:: SUPPLIED PASSAGE ::
------------------------------------

Beyond its comforting properties, however, cinnamon remains a spice.  It both symbolizes and yields a certain power.  In the Hebrew Bible, Moses was instructed by the Lord to add cinnamon to the sacred oil with which he anointed the ark of the covenant, the Tent of Meeting, and all the accessories of the holy altar.  God commanded him: “Do not make any other oil using the same formula. It is sacred, and you are to consider it sacred” (Exodus 30:32).  This sacred spice has been a symbol of wealth and power for much of its history.  Its demand alone was enough to spur the capture and colonization of Sri Lanka by first the Portuguese and then the Dutch in the sixteenth and seventeenth centuries.  As with coffee, chocolate, diamonds and mahogany, the cultivation of cinnamon has cost the poor a great deal of blood and sweat and its profits have not always been theirs to share.

------------------------------------

:: SUPPLIED RECORDS ::
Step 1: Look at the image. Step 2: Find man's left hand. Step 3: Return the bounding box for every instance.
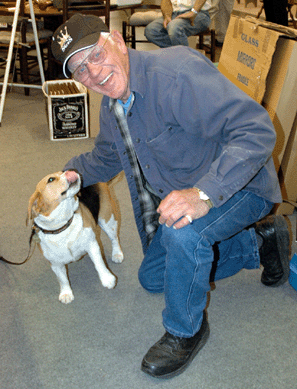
[157,188,209,229]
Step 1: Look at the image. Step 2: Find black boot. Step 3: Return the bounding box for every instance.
[141,312,209,378]
[255,215,290,287]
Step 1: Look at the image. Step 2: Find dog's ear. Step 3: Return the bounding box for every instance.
[26,191,40,226]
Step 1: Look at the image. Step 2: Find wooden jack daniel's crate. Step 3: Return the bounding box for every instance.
[42,79,89,141]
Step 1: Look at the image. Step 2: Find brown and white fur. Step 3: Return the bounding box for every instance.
[27,170,124,304]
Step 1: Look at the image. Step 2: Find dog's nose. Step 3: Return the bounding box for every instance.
[65,170,79,184]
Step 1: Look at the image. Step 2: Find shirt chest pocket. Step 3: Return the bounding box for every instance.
[146,127,197,170]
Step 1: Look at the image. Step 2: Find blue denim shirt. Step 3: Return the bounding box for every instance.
[65,46,282,250]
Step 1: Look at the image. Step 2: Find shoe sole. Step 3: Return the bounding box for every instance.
[141,322,210,379]
[263,216,290,288]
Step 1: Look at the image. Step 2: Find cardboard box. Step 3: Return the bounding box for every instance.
[218,15,297,214]
[88,89,103,138]
[289,254,297,290]
[42,79,89,141]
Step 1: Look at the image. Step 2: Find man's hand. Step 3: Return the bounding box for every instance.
[163,16,172,28]
[176,11,197,26]
[157,188,209,229]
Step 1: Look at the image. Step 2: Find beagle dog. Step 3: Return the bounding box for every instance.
[27,170,124,304]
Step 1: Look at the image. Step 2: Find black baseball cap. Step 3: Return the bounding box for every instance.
[52,13,109,78]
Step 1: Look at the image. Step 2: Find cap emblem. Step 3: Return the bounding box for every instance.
[57,26,73,52]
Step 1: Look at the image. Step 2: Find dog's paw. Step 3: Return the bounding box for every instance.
[111,250,124,263]
[59,291,74,304]
[101,273,117,289]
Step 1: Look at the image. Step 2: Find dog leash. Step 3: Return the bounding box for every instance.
[0,228,39,265]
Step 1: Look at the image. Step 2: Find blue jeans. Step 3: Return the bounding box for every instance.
[139,190,273,338]
[144,11,210,47]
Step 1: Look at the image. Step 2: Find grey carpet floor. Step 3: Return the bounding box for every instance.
[0,90,297,389]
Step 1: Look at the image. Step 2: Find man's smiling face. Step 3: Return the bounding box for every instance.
[67,31,130,102]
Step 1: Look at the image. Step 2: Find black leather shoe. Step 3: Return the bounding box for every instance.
[141,312,209,378]
[255,215,290,287]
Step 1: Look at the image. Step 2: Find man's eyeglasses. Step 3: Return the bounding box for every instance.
[72,34,110,83]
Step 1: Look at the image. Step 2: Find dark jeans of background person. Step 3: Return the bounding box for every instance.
[264,0,288,26]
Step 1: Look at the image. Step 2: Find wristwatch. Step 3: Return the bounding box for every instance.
[197,188,213,208]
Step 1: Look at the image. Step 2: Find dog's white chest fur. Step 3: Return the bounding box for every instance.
[37,214,91,264]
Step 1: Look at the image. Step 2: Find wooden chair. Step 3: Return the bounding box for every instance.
[0,11,53,96]
[53,0,110,27]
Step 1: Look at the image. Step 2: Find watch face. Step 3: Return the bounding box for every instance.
[199,190,209,200]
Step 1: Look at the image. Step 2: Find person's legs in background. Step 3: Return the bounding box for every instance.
[144,11,210,48]
[214,0,234,47]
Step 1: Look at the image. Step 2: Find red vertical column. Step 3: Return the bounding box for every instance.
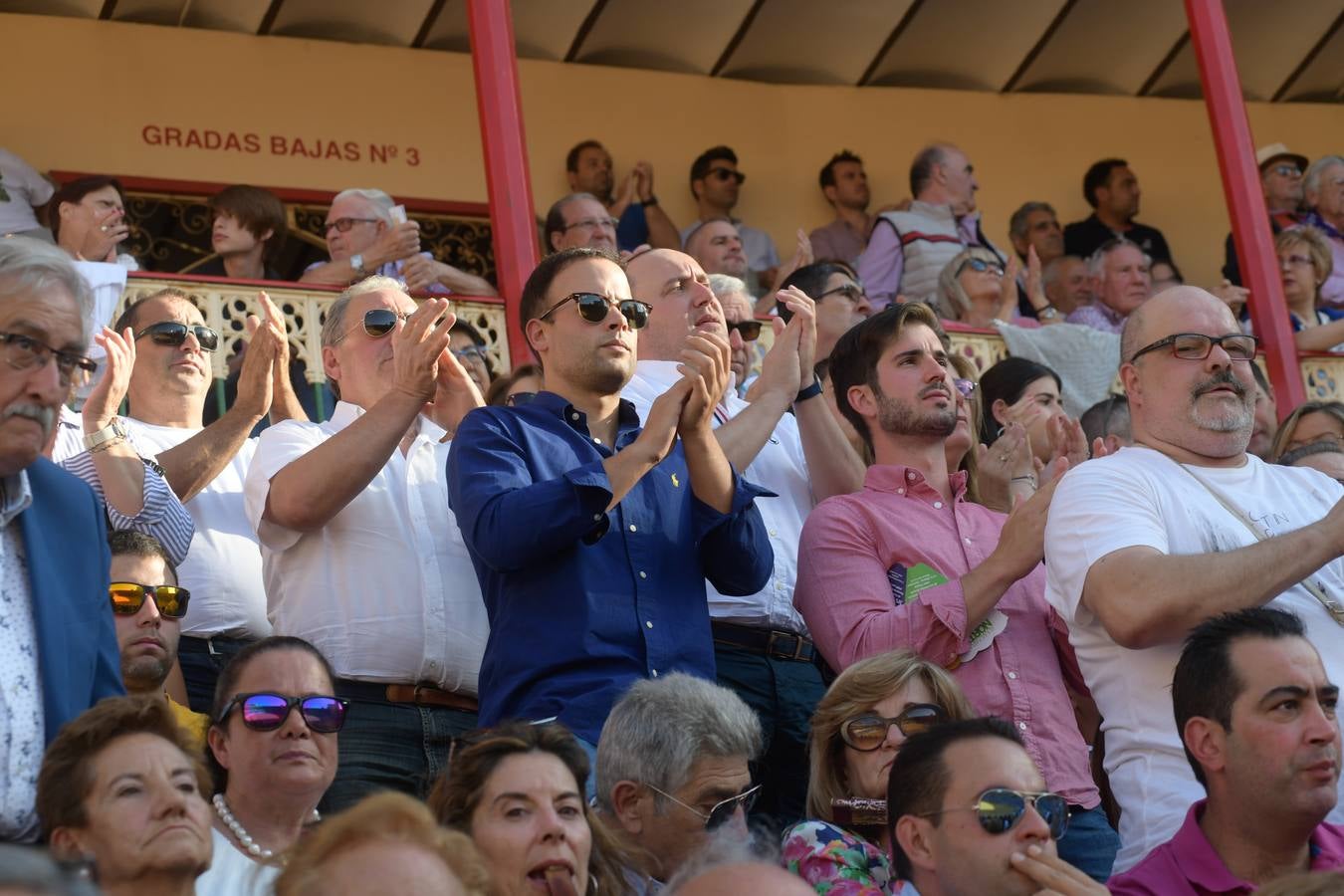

------------------------------------

Condense the paragraph of the cinnamon passage that begins "Beyond its comforting properties" into a short bulleted list that keeps its main facts.

- Cinnamon is still a spice, and it both symbolizes and yields a certain power.
- In the Hebrew Bible, the Lord told Moses to add cinnamon to the sacred anointing oil for the ark of the covenant, the Tent of Meeting, and the altar's accessories, and forbade making any other oil by the same formula (Exodus 30:32).
- For much of its history, cinnamon has been a symbol of wealth and power.
- Demand for it drove the Portuguese and then the Dutch to capture and colonize Sri Lanka in the sixteenth and seventeenth centuries.
- Like coffee, chocolate, diamonds and mahogany, its cultivation has cost the poor much blood and sweat, and they have not always shared in its profits.